• [EXERCISE] Every entry is to be returned unchanged, and no picture is to be included.

• [Dataset entries]
┌──

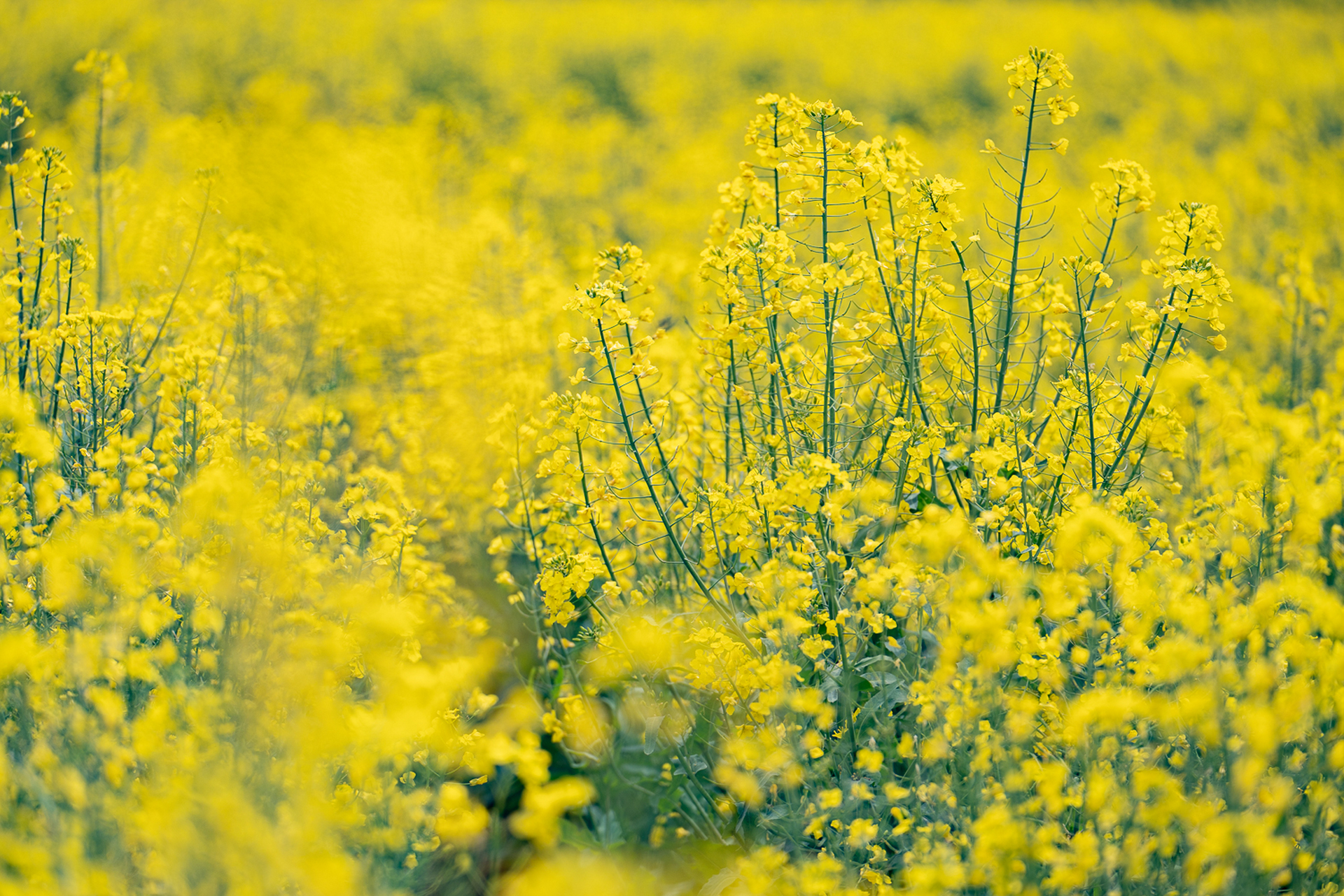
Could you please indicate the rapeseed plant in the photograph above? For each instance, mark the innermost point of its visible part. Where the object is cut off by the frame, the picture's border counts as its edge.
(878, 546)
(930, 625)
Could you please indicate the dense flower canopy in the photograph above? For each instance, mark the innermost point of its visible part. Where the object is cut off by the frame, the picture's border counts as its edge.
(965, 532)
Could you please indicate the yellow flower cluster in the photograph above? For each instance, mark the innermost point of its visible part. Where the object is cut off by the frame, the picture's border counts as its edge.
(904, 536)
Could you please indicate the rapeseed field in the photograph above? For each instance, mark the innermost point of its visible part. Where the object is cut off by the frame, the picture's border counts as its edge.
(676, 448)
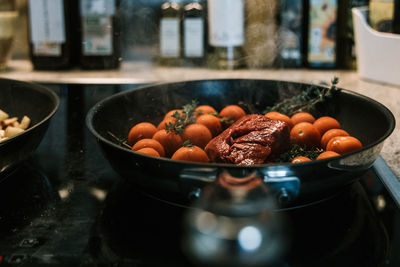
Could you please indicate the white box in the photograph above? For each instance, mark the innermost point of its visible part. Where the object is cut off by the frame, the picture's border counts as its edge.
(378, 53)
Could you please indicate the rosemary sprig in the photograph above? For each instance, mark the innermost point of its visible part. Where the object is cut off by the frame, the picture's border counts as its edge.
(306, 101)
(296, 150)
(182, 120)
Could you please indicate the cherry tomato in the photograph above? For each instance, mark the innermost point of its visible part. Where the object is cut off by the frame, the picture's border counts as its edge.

└──

• [EXERCISE RESPONSE]
Could you please indicate the rapeseed plant in the photograph above? For each instance, mark the innermost point of its visible part. Where the object is cut off by the frame, the picture's border counts as its edge.
(878, 546)
(930, 625)
Could you please indicate the dense flower canopy in the photograph above? For each instance, mark the innermost point of its visible part. Where the object is cut off by the frame, the picture's border counts as its edge.
(965, 532)
Could you please indicate the yellow flower cluster in the photograph above? For each instance, mark the innermost point of its visible part. Where the object is cut off by the frame, the picture's border counts as its edge.
(904, 536)
Could you please indicate the rapeseed field in the photograph above? For each instance, mark the innermost point of its visible part. Where the object is cut off by the frame, the picture's border counts as its edge.
(676, 448)
Could you please indicate the white box in the photograph above? For each instance, mark the innermost point of its visible part. Where the object is cut off by the frame, the picture's border counts as its edge.
(378, 53)
Could you please indicate the rosemary sprig in the photograph above? For each instance, mark the innermost point of its visible part. Where the object is cut off by the frame, the picture's border counts as its edge.
(306, 101)
(296, 150)
(182, 120)
Could you please indicate the cherry tomato in the photograph above? For each instance, mark the innermost point of its visible part. Where the object is cut off by the frame, the picture's border counts as its edge.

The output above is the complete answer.